■ GIVEN INSTRUCTION
Return each line of the records below that contains the string "frame".

[ENTRIES PROVIDED start]

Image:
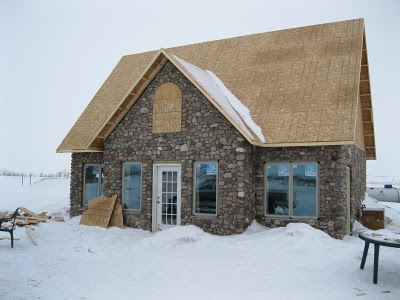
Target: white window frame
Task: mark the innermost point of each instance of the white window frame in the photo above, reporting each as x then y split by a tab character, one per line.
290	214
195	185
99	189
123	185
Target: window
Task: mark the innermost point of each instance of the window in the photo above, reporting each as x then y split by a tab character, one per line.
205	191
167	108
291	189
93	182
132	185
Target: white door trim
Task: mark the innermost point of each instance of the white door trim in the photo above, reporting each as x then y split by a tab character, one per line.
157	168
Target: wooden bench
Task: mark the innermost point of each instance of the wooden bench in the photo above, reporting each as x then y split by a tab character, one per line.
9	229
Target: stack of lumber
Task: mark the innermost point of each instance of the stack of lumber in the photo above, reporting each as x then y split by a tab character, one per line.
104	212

[ENTRIES PROVIDED end]
[ENTRIES PROVIDED start]

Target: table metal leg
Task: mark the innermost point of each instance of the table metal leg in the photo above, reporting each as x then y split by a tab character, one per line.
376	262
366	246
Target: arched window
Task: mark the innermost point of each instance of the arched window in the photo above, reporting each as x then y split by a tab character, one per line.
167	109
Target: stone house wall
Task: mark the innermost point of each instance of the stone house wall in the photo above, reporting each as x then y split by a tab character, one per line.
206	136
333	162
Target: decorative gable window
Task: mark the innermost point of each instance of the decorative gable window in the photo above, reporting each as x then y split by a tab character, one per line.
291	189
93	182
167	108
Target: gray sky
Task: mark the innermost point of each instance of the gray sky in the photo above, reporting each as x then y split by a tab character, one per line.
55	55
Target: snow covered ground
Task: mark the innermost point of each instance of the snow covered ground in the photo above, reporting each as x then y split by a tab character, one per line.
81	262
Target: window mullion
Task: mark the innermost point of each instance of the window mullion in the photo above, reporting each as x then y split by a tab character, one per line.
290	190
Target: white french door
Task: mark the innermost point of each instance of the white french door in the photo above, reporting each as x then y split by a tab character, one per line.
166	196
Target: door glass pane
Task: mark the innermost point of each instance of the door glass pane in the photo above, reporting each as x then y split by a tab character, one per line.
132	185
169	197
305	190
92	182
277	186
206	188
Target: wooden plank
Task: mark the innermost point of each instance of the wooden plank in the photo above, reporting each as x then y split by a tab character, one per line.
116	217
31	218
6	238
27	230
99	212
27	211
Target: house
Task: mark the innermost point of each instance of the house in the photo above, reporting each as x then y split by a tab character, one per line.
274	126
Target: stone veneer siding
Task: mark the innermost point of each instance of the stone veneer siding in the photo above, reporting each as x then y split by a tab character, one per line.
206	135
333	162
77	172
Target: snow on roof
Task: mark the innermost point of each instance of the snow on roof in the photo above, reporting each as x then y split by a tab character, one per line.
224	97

[ENTRIES PROVIDED end]

■ ANSWER
Target: white window frame
Task: mark the innermost point of each instance of the white window frame in the photo above, reporting each as x then y split by a tab character, one per line.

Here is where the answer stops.